- Excerpt provided -
((

The commission's contention that ''the terrorists exploited
deep institutional failings within our government'' is
overblown. By the mid-1990's the government knew that Osama
bin Laden was a dangerous enemy of the United States.
President Clinton and his national security adviser, Samuel
Berger, were so concerned that Clinton, though ''warned in
the strongest terms'' by the Secret Service and the C.I.A.
that ''visiting Pakistan would risk the president's life,''
did visit that country (flying in on an unmarked plane,
using decoys and remaining only six hours) and tried
unsuccessfully to enlist its cooperation against bin Laden.
Clinton authorized the assassination of bin Laden, and a
variety of means were considered for achieving this goal,
but none seemed feasible. Invading Afghanistan to pre-empt
future attacks by Al Qaeda was considered but rejected for
diplomatic reasons, which President Bush accepted when he
took office and which look even more compelling after the
trouble we've gotten into with our pre-emptive invasion of
Iraq. The complaint that Clinton was merely ''swatting at
flies,'' and the claim that Bush from the start was
determined to destroy Al Qaeda root and branch, are belied
by the commission's report. The Clinton administration
envisaged a campaign of attrition that would last three to
five years, the Bush administration a similar campaign that
would last three years. With an invasion of Afghanistan
impracticable, nothing better was on offer. Almost four
years after Bush took office and almost three years after
we wrested control of Afghanistan from the Taliban, Al
Qaeda still has not been destroyed.

It seems that by the time Bush took office, ''bin Laden
fatigue'' had set in; no one had practical suggestions for
eliminating or even substantially weakening Al Qaeda. The
commission's statement that Clinton and Bush had been
offered only a ''narrow and unimaginative menu of options
for action'' is hindsight wisdom at its most fatuous. The
options considered were varied and imaginative; they
included enlisting the Afghan Northern Alliance or other
potential tribal allies of the United States to help kill
or capture bin Laden, an attack by our Special Operations
forces on his compound, assassinating him by means of a
Predator drone aircraft or coercing or bribing the Taliban
to extradite him. But for political or operational reasons,
none was feasible.

))

- Directive A -
In the passage on the commission's report, how long did Clinton stay in Pakistan during his visit?
- Directive B -
Reproduce the passage on the commission's report from "The commission's contention" up to and including "the United States.".
- Directive C -
Can you sum up the passage on the commission's report in three sentences?
The material that comes next is separate from the passage on the commission's report.

[Saved entries]
((

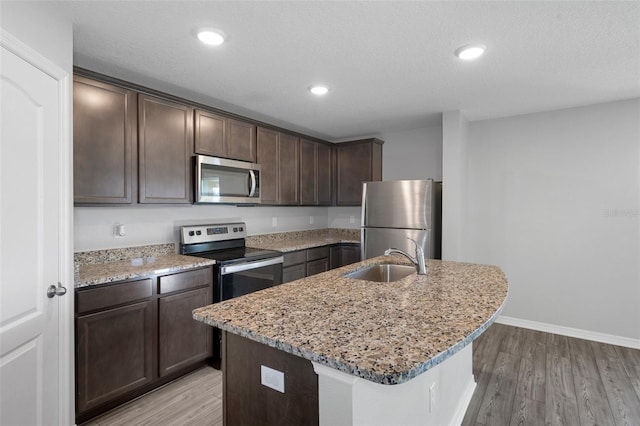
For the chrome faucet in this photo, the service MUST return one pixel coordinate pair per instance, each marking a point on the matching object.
(418, 260)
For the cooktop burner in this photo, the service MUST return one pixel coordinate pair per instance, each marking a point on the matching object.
(222, 242)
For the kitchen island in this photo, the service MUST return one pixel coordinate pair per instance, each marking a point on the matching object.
(383, 353)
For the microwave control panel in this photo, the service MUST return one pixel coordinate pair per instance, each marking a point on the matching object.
(210, 233)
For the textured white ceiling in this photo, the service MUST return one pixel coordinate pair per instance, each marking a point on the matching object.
(390, 65)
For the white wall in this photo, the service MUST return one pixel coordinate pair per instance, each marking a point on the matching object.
(554, 200)
(39, 26)
(413, 154)
(159, 224)
(454, 185)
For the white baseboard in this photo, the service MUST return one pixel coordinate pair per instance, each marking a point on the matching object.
(570, 332)
(465, 400)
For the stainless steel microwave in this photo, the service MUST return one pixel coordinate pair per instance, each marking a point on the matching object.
(219, 180)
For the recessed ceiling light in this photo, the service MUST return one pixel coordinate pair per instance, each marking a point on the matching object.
(470, 51)
(211, 37)
(319, 89)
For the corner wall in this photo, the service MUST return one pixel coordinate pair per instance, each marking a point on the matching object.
(553, 199)
(160, 223)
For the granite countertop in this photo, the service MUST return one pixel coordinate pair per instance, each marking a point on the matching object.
(105, 266)
(387, 333)
(300, 240)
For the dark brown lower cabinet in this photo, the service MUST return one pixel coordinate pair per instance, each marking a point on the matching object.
(182, 340)
(115, 353)
(317, 266)
(344, 254)
(294, 272)
(134, 336)
(349, 253)
(248, 402)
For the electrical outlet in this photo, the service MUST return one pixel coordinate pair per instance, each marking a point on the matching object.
(118, 230)
(432, 397)
(271, 378)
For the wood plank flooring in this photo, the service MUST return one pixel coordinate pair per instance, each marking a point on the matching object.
(193, 400)
(524, 377)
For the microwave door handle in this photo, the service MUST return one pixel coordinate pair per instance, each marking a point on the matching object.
(252, 183)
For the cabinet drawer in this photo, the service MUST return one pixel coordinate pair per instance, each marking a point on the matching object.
(294, 257)
(293, 273)
(185, 280)
(317, 266)
(317, 253)
(117, 294)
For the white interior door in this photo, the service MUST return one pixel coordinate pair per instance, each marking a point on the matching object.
(29, 249)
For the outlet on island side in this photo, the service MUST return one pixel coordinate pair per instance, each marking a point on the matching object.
(271, 378)
(432, 397)
(118, 230)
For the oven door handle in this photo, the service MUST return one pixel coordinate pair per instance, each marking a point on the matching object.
(225, 270)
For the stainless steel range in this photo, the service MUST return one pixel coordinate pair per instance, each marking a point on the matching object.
(239, 269)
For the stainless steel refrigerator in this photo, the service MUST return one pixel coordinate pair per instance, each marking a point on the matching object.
(397, 209)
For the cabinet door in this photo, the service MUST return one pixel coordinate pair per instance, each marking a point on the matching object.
(104, 136)
(288, 181)
(295, 272)
(209, 134)
(165, 135)
(317, 266)
(353, 168)
(349, 254)
(334, 257)
(356, 162)
(115, 353)
(241, 140)
(267, 153)
(308, 173)
(324, 172)
(183, 340)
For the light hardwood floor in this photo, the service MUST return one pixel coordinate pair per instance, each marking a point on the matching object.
(524, 377)
(193, 400)
(527, 377)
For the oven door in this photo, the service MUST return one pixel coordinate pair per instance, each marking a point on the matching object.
(246, 277)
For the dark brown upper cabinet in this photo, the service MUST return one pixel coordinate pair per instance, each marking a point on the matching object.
(277, 154)
(315, 173)
(221, 136)
(104, 142)
(165, 137)
(356, 162)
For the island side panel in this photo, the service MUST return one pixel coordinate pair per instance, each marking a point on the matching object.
(247, 401)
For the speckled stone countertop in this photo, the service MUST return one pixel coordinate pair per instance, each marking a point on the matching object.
(300, 240)
(387, 333)
(105, 266)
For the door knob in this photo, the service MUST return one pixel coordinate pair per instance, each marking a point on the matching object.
(56, 291)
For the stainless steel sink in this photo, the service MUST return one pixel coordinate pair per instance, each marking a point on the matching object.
(384, 273)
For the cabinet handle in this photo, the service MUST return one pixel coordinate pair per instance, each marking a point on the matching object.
(56, 291)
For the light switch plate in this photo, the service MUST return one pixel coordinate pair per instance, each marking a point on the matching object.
(271, 378)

))

- Task solution A -
Only six hours.

- Task solution B -
The commission's contention that ''the terrorists exploited
deep institutional failings within our government'' is
overblown. By the mid-1990's the government knew that Osama
bin Laden was a dangerous enemy of the United States.

- Task solution C -
The passage argues that the commission's claim of deep institutional failings is overblown, since by the mid-1990s the government knew bin Laden was a dangerous enemy of the United States. It notes that Clinton authorized bin Laden's assassination and that invading Afghanistan was considered but rejected for diplomatic reasons, which Bush accepted when he took office. It dismisses the commission's complaint about a "narrow and unimaginative menu of options" as hindsight, saying the options considered were varied and imaginative but none was feasible.